▶ [Ejercicio escrito] Retoma, por favor, el relato sobre la Plaza Roja de Moscú y continúalo a partir de su última frase.

▶ [Fragmento seleccionado]
========================================

Para mí, la Plaza Roja está siempre ligada a un documental, en blanco y negro, donde, ante miles de soldados formados, el Mariscal Zukov arranca un galope solitario sobre su caballo, al frente del Desfile de la Victoria de 1945, cuando sus orgullosos frontyi, los héroes del Frente, irán arrojando en informe montón los estandartes y banderas nazis ante un Stalin que saluda medio militarmente -la mano no llega a la sién- con una sonrisita bajo el bigote... esa galopada tiene su historia; las malas lenguas dicen que Stalin, envidioso de la gloria del Mariscal, le prestó un caballo de su propiedad, especialmente borde, con la vana esperanza de que el viejo oficial de caballería se pegase un buen leñazo en público, al resbalar sobre el empedrado de la plaza... algo debe haber de eso porque, en la estatua que, junto a la plaza, inmortaliza esa cabalgada, Zukov no está galopando, sino trotando a la inglesa, sorprendido en el antiestético momento en que el culo se separa de la silla, como si montase padeciendo un ataque de almorranas... ¿venganza sutil de Stalin...? Que no es que fuese muy sutil, precisamente...



Podéis ver en cualquier guía las dimensiones de la Plaza Roja: es, en una palabra, enorme: la limitan, por sus lados mayores, la muralla del Kremlim, en la que se apoya el Mausoleo de Lenín -que, al mismo tiempo, servía de tribuna de autoridades en los desfiles- y, enfrente, dos edificios singulares: la Catedral de Kazán y los Almacenes GUM; al fondo, junto a la mole del Hotel Rossia, en obras, la Catedral de San Basilio el Bienaventurado, el icono quizás más conocido de Moscú: cierra el otro lado menor el rojizo Museo de Historia, en cuya puerta unos falsos stretsnyi, los fusileros de la guardia del Zar, enseñan a tirar con mosquete a unas turistas, y aprovechan, a lo Benny Hill, para tocarles el trasero.

========================================

▶ [Datos proporcionados]
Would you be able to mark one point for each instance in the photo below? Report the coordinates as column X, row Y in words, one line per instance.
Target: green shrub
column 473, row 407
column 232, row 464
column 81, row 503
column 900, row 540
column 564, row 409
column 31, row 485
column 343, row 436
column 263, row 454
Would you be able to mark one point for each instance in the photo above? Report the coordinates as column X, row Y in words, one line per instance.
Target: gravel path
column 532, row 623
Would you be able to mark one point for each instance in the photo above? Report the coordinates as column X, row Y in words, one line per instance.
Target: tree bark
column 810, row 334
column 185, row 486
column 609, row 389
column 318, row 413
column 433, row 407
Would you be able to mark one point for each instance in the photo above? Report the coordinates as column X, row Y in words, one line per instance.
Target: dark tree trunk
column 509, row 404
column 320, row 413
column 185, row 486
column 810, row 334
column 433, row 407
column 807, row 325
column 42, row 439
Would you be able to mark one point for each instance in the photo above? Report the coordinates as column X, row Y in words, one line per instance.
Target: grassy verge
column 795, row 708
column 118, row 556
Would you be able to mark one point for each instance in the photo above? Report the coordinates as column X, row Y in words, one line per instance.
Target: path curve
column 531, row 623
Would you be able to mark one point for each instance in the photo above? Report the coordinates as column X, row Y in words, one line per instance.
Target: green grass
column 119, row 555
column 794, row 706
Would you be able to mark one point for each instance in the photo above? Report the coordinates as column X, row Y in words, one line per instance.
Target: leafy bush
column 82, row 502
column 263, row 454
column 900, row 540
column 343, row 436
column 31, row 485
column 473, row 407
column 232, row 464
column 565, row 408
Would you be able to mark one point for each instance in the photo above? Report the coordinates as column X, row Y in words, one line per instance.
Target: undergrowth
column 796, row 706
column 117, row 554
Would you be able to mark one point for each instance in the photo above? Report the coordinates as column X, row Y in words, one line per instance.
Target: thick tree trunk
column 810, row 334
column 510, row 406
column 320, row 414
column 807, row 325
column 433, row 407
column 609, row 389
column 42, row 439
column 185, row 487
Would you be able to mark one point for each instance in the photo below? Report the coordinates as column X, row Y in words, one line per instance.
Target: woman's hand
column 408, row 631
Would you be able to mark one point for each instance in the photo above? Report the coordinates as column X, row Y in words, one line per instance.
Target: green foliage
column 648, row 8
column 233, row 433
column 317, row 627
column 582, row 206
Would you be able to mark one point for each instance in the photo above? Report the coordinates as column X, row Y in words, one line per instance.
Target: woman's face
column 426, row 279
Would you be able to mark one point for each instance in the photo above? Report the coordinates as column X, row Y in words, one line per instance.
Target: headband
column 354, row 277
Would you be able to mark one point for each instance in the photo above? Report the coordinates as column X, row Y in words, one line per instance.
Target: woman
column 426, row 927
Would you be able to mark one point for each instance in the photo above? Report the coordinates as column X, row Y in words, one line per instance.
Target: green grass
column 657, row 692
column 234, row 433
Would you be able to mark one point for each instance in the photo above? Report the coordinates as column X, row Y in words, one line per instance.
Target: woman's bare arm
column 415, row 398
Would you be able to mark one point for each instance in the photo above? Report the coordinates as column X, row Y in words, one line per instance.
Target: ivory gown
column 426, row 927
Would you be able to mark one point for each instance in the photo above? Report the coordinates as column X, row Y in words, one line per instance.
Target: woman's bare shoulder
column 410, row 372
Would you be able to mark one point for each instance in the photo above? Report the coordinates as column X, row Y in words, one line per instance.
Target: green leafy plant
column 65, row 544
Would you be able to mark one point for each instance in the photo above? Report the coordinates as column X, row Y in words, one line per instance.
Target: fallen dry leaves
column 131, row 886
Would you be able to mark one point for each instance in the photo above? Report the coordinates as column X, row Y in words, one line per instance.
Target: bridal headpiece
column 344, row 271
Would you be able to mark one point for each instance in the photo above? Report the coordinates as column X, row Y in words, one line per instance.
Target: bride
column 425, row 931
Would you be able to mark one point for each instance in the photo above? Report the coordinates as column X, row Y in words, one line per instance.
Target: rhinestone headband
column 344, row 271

========================================

▶ [Resultado de la tarea]
No fue el primer, sino el segundo día, cuando nos pusimos en la inmensa cola para visitar el mausoleo de Lenín. antes, tuvimos que dejar en una consigna todas nuestras pertenencias, y sumarnos después a los miles de uzbekos, kazajos, armenios, georgianos... que esperaban disciplinadamente rendir su tributo a quién los hizo ciudadanos soviéticos... hay mucho turismo en Moscú, pero la mayoría parecen proceder de las vecinas repúblicas asiáticas, sin descartar que muchos sean también chinos, difíciles de distinguir para un ojo poco entrenado... todo ello contribuye a darle a Moscú un carácter decididamente oriental... a seiscientos kilómetros tan solo, San Petersburgo nos parecerá una gran ciudad europea: pero en Moscú se palpa que, saliendo de sus avenidas, se abre ya la inmensa llanura que, salvando la leve incomodidad de los Urales, llega hasta Vladivostok, en el Pacífico... Asia, traída por la Horda de Oro, está muy presente es una ciudad, paradójicamente fundada por nórdicos vikingos, los Variegos... punto de encuentro entre Mundos distintos, ciudad abierta, -no se defendió ante Napoleón, prefirió arder después, con el multinacional ejército imperial dentro, que tuvo que salir por piernas...- ante esta cola de turistas, ese carácter asiático, que es parte del encanto de Moscú -que lo tiene- se hace evidente.



Entramos, por fin, en el Mausoleo: llevo puestas las gafas de sol -he dejado las otras en la consigna-, no veo ni para jurar, y casi me como al policía tamaño armario que, con el dedo en los labios, ordena silencio a los visitantes. Allí está Lenín, en la oscuridad casi total, iluminados sólo su cabeza y sus manos -esas siempre impresionantes manos de muerto-, rodeado de banderas oscuras, que supongo rojas: lo saludo a nuestra manera, y canturreo por lo bajini las coplas que cantaba mi amigo Ricardo Conde cuando íbamos algo puestos:

"Vladimir Ilich Lenín
fue un tío extraordinario
que le enseñó al Proletario
que pué llegar hasta el fin,
siendo revolucionario..."

Casi me entra la risa tonta pensando en la cara que pondrían los policías si ahora me arranco a cantar Flamenco... tal como entramos, en correcta formación, salimos de nuevo a la luz de la Plaza Roja...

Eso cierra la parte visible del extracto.